Goal of the exercise:
Below are entries to reproduce exactly, apart from their pictures.

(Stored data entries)

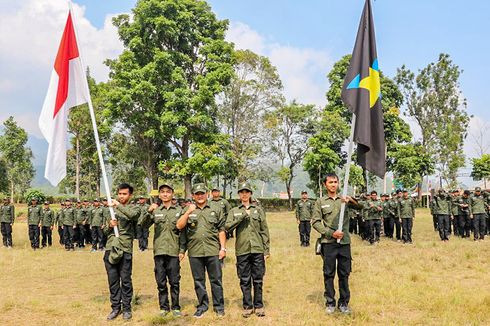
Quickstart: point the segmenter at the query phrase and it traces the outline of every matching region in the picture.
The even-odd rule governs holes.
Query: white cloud
[[[327,72],[333,60],[326,50],[297,48],[270,42],[241,22],[232,22],[227,39],[238,49],[250,49],[268,56],[277,67],[287,99],[324,106],[328,89]]]
[[[3,1],[6,3],[6,1]],[[41,111],[50,73],[68,14],[66,0],[23,0],[2,3],[0,11],[0,118],[13,115],[28,133],[39,135]],[[108,78],[103,64],[122,52],[111,18],[97,29],[74,4],[79,47],[83,60],[98,81]]]

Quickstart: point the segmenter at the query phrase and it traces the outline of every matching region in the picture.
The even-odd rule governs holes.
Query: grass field
[[[354,236],[350,277],[354,313],[327,316],[320,257],[312,247],[299,247],[292,213],[270,213],[268,222],[271,258],[264,286],[266,317],[241,317],[232,240],[224,268],[224,318],[208,312],[200,320],[192,319],[196,298],[187,258],[181,281],[186,316],[178,320],[157,317],[153,254],[135,250],[135,302],[129,324],[490,325],[490,239],[475,243],[452,238],[442,243],[425,209],[417,211],[414,245],[382,239],[379,245],[369,246]],[[313,231],[313,242],[315,238]],[[33,252],[27,226],[20,222],[14,225],[13,241],[12,250],[0,249],[0,325],[108,323],[110,303],[102,253],[90,253],[88,248],[65,252],[58,245],[57,233],[56,245]],[[128,323],[118,319],[110,324]]]

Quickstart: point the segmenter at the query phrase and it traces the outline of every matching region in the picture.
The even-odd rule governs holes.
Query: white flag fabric
[[[89,96],[70,12],[39,117],[39,128],[49,143],[44,177],[53,186],[66,176],[69,109],[87,103]]]

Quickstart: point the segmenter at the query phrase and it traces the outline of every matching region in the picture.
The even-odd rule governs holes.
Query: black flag
[[[356,44],[344,79],[342,101],[357,118],[354,141],[358,164],[383,178],[386,172],[385,134],[370,0],[366,0],[362,11]]]

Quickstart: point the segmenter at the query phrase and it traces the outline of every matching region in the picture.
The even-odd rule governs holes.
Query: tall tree
[[[32,165],[32,150],[26,146],[27,132],[17,125],[13,117],[9,117],[3,125],[0,159],[8,162],[5,167],[10,197],[13,200],[15,194],[23,195],[30,187],[35,170]]]
[[[399,144],[393,151],[391,167],[397,183],[410,189],[422,184],[426,175],[434,173],[434,163],[420,143]]]
[[[282,83],[267,57],[250,50],[235,52],[234,76],[220,94],[218,118],[230,135],[239,182],[254,176],[252,161],[260,157],[263,116],[283,103]]]
[[[148,153],[145,173],[158,185],[158,157],[168,159],[190,195],[189,158],[218,132],[215,96],[233,75],[228,22],[205,1],[140,0],[133,14],[114,19],[125,50],[109,60],[111,117]]]
[[[483,154],[479,158],[471,160],[473,169],[471,176],[474,180],[483,180],[485,189],[487,188],[487,179],[490,178],[490,154]]]
[[[456,186],[458,169],[465,164],[463,142],[469,116],[459,87],[461,73],[448,54],[440,54],[437,62],[417,75],[402,66],[395,78],[405,97],[407,115],[421,129],[422,146],[449,186]]]
[[[266,115],[269,148],[281,163],[278,177],[286,186],[290,209],[293,209],[291,183],[295,177],[294,169],[301,164],[308,151],[308,139],[315,132],[316,117],[313,105],[296,101]]]
[[[9,183],[7,175],[7,162],[0,155],[0,193],[7,194],[9,192]]]

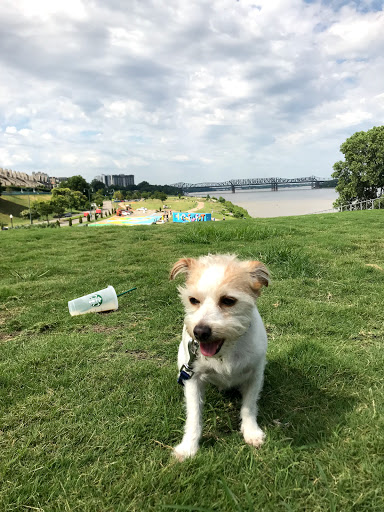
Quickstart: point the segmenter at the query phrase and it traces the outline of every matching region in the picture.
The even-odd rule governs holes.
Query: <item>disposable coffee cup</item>
[[[104,288],[104,290],[99,290],[98,292],[84,295],[84,297],[68,301],[71,316],[111,311],[116,310],[118,307],[119,303],[113,286],[108,286],[108,288]]]

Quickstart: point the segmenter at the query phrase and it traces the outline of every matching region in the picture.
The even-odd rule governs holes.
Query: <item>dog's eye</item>
[[[222,306],[234,306],[237,302],[237,299],[233,298],[233,297],[221,297],[220,299],[220,304]]]
[[[196,304],[200,304],[200,301],[195,299],[195,297],[189,297],[189,302],[196,306]]]

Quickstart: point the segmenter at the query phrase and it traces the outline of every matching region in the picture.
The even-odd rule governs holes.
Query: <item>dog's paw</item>
[[[196,455],[198,447],[191,446],[187,443],[180,443],[173,449],[172,455],[179,461],[183,462],[183,460],[188,459]]]
[[[242,429],[244,441],[255,448],[259,448],[265,439],[265,434],[260,427],[256,426],[251,429]]]

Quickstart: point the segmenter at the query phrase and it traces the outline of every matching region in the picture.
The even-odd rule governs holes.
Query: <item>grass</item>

Answer for this exercise:
Quickstart: point the segmenter at the query phrase and it traces the outline of every matching region in the picture.
The even-odd rule governs holes.
Query: white cloud
[[[327,72],[333,60],[326,50],[297,48],[270,42],[241,22],[232,22],[227,39],[238,49],[250,49],[268,56],[277,67],[287,99],[324,106],[328,89]]]
[[[3,1],[6,3],[6,1]],[[41,111],[50,73],[68,14],[66,0],[23,0],[2,3],[0,11],[0,118],[13,115],[28,133],[39,135]],[[108,78],[103,64],[122,52],[111,18],[97,29],[74,4],[79,47],[83,60],[98,81]]]

Quickstart: point the segmenter at the query phrase and it traces the outline of every matching region in the picture.
The even-odd rule governs holes.
Query: grass field
[[[354,236],[350,277],[354,313],[327,316],[320,257],[312,247],[299,247],[292,213],[270,213],[268,222],[271,258],[264,286],[266,317],[241,317],[232,240],[224,268],[224,318],[208,312],[200,320],[192,319],[196,298],[187,258],[181,281],[186,316],[178,320],[157,317],[153,254],[135,250],[135,302],[129,324],[490,325],[490,239],[475,243],[452,238],[442,243],[425,209],[417,211],[414,245],[382,239],[379,245],[369,246]],[[313,231],[313,242],[315,238]],[[33,252],[27,226],[20,222],[14,225],[13,241],[12,250],[0,249],[0,325],[108,323],[110,303],[102,253],[90,253],[88,248],[65,252],[58,245],[57,233],[56,245]],[[128,323],[118,319],[110,324]]]

Quickstart: point the segmenter at the query phrase and it traces the outline of every matching region in the picture.
The even-odd rule governs holes.
Query: white flag fabric
[[[89,96],[70,12],[39,117],[39,128],[49,143],[44,177],[53,186],[66,176],[69,109],[87,103]]]

Quickstart: point the segmenter at the query phrase and it traces the outline of every matching region in the picture.
The even-odd rule governs holes.
Query: black flag
[[[356,44],[344,79],[342,101],[357,118],[354,141],[358,164],[383,178],[386,172],[385,134],[370,0],[366,0],[362,11]]]

Quickstart: point the segmenter at the query phrase and it traces the outline of every matching region in the picture.
The even-odd rule governs holes.
Query: tall tree
[[[32,165],[32,150],[26,146],[27,132],[17,125],[13,117],[9,117],[3,125],[0,159],[8,162],[5,167],[10,197],[13,200],[15,194],[23,195],[30,187],[35,170]]]
[[[399,144],[393,151],[391,167],[397,183],[410,189],[422,184],[426,175],[434,173],[434,163],[420,143]]]
[[[282,83],[267,57],[250,50],[235,52],[234,76],[220,94],[218,118],[230,135],[239,182],[254,176],[252,161],[260,157],[263,116],[283,103]]]
[[[148,153],[145,173],[158,185],[158,157],[168,159],[190,195],[189,158],[218,132],[215,96],[233,75],[228,22],[205,1],[140,0],[133,14],[114,19],[125,50],[109,60],[111,117]]]
[[[483,154],[479,158],[471,160],[473,169],[471,176],[474,180],[483,180],[485,189],[487,188],[487,179],[490,178],[490,154]]]
[[[456,186],[458,169],[465,164],[463,142],[469,116],[459,87],[461,73],[448,54],[440,54],[437,62],[417,75],[402,66],[395,78],[405,97],[407,115],[421,129],[422,146],[449,186]]]
[[[266,115],[269,148],[281,163],[278,177],[286,186],[290,209],[293,209],[291,183],[295,177],[294,169],[301,164],[308,151],[308,139],[315,132],[316,117],[313,105],[296,101]]]
[[[9,183],[7,175],[7,162],[0,155],[0,193],[7,194],[9,192]]]

Quickstart: point the segmenter at the query phrase and it traces the outline of every matching region in the picture.
The even-odd rule governs holes.
Query: <item>disposable coffee cup</item>
[[[104,288],[104,290],[99,290],[98,292],[84,295],[84,297],[68,301],[71,316],[111,311],[116,310],[118,307],[119,303],[113,286],[108,286],[108,288]]]

Quickstart: point the segmenter at the query phrase and it traces the outline of every matching region in the picture.
The even-odd rule governs holes.
Query: <item>dog's eye</item>
[[[222,306],[234,306],[237,302],[237,299],[233,298],[233,297],[221,297],[220,299],[220,304]]]
[[[196,304],[200,304],[200,301],[195,299],[195,297],[189,297],[189,302],[196,306]]]

Quickstart: point the segmenter at the query phrase and it traces the outline of every matching region in the picture.
The even-odd rule governs holes.
Query: <item>dog's paw</item>
[[[196,455],[198,447],[191,446],[187,443],[180,443],[173,449],[172,455],[179,461],[183,462],[183,460],[188,459]]]
[[[242,429],[244,441],[255,448],[259,448],[265,439],[265,434],[260,427],[256,426],[251,429]]]

Quickstart: point the segmenter at the query phrase and it traces the outline of every matching region in the picture.
The even-odd rule governs holes.
Query: <item>grass</item>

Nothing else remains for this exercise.